[begin Records supplied]

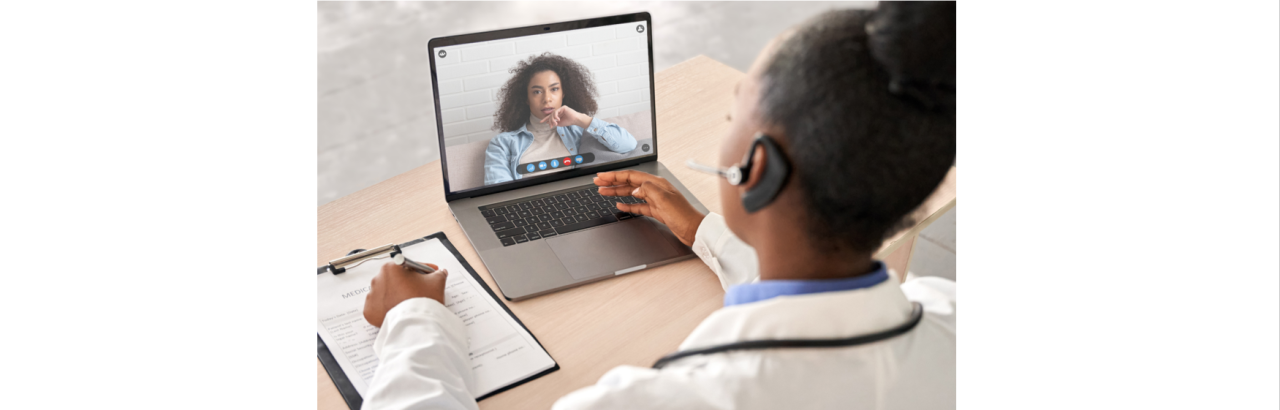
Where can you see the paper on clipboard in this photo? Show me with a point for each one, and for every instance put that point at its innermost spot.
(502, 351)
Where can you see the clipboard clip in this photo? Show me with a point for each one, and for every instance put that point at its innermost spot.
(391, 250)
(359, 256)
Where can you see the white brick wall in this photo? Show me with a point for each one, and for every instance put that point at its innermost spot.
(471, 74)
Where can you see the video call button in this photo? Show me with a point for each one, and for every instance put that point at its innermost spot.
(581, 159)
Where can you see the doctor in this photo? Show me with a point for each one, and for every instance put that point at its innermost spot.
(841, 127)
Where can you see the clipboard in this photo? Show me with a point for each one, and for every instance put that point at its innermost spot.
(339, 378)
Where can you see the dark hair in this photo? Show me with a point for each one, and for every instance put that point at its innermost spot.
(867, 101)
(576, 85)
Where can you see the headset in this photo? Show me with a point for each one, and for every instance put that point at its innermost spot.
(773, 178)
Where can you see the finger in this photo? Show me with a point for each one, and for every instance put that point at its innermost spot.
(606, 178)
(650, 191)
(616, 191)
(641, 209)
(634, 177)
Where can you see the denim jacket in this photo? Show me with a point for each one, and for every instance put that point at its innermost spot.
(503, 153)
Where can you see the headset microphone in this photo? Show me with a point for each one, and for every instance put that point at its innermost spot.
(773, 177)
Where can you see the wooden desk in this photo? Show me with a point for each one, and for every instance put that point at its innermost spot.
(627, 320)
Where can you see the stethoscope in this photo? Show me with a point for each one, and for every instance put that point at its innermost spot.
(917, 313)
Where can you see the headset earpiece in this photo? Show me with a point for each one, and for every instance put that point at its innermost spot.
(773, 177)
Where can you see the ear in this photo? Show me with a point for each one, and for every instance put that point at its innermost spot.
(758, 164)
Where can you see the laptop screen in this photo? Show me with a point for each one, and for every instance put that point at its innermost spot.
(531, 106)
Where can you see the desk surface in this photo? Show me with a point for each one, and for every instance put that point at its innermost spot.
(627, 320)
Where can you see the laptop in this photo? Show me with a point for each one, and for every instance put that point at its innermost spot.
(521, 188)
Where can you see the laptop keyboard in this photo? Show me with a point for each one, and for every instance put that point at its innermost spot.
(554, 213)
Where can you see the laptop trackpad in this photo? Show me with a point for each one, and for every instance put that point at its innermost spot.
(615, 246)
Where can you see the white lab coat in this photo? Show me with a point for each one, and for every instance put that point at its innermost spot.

[end Records supplied]

(What is required)
Reproduce, line for line and unchanged, the part of the listing that opens with the line containing "Where can you see the ear" and runs to the end of the listing.

(Solution to this problem)
Where can you see the ear in this photo? Show me with a point for each one, and for every instance put that point at its innermost spot.
(758, 164)
Where can you see the laptop screen in this photo? Show me with a point for each one, and for every instance put that point at its innermost spot.
(531, 106)
Where can you see the desk surface in this photo? Show me with a point for each one, and for every instance put that point at its innermost spot.
(627, 320)
Where can you see the laptop in this photo? Show me with a point for each one, and for every instance put that point at its innermost spot.
(521, 188)
Where can you see the laptop keyboard in this photo? Show me with a point for each one, and for every instance put that point at its innermost spot.
(554, 213)
Where can you see the laptop trackpad in this photo? Show me with a point for each one, and for every instance put that point at its innermost spot.
(615, 246)
Where can you see the white lab coat in this photo? Show me with a point for each one, and for every instance put that point at its innermost spot.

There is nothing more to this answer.